> _What to work on_: An exact restatement of the data below, with the pictures removed, is the required answer.

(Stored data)
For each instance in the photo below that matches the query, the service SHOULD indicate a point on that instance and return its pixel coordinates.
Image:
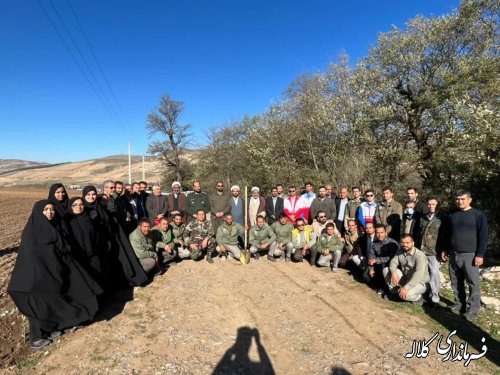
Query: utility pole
(129, 165)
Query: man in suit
(340, 207)
(274, 206)
(256, 206)
(176, 202)
(156, 205)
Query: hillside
(8, 165)
(93, 171)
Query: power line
(98, 92)
(97, 62)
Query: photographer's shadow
(236, 360)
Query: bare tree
(165, 122)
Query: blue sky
(223, 59)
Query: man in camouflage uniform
(303, 240)
(430, 237)
(219, 205)
(178, 228)
(261, 238)
(330, 247)
(164, 241)
(199, 236)
(197, 200)
(283, 246)
(143, 245)
(228, 237)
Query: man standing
(329, 191)
(143, 245)
(303, 239)
(323, 204)
(261, 238)
(431, 241)
(274, 206)
(283, 246)
(340, 206)
(350, 239)
(364, 243)
(420, 207)
(379, 255)
(330, 248)
(281, 193)
(237, 205)
(199, 236)
(353, 205)
(178, 228)
(219, 205)
(197, 200)
(256, 206)
(176, 202)
(156, 205)
(367, 209)
(469, 238)
(390, 214)
(164, 240)
(407, 274)
(305, 202)
(229, 235)
(291, 205)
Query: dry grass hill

> _Task response_:
For each instance in the photo below that matches the query, the service SHOULD indicate a point on that instance and return its pixel coordinates.
Image:
Query: utility pole
(129, 165)
Query: man in suit
(340, 207)
(274, 206)
(256, 206)
(176, 202)
(156, 205)
Query: hillside
(8, 165)
(93, 171)
Query: power line
(98, 92)
(97, 62)
Query: photographer's shadow
(236, 360)
Query: bare tree
(165, 122)
Query: blue sky
(223, 59)
Query: man in camouflage uniform
(303, 240)
(430, 237)
(219, 205)
(178, 228)
(261, 238)
(330, 247)
(164, 241)
(199, 236)
(197, 200)
(283, 246)
(143, 245)
(228, 237)
Query: man standing
(329, 191)
(143, 245)
(303, 239)
(323, 204)
(261, 238)
(431, 241)
(274, 206)
(283, 246)
(340, 206)
(350, 239)
(364, 243)
(420, 207)
(379, 255)
(330, 248)
(281, 193)
(237, 205)
(199, 236)
(353, 205)
(178, 228)
(219, 205)
(197, 200)
(256, 206)
(176, 202)
(156, 205)
(367, 209)
(469, 238)
(390, 214)
(164, 240)
(407, 274)
(305, 202)
(229, 235)
(291, 205)
Query: dry grass hill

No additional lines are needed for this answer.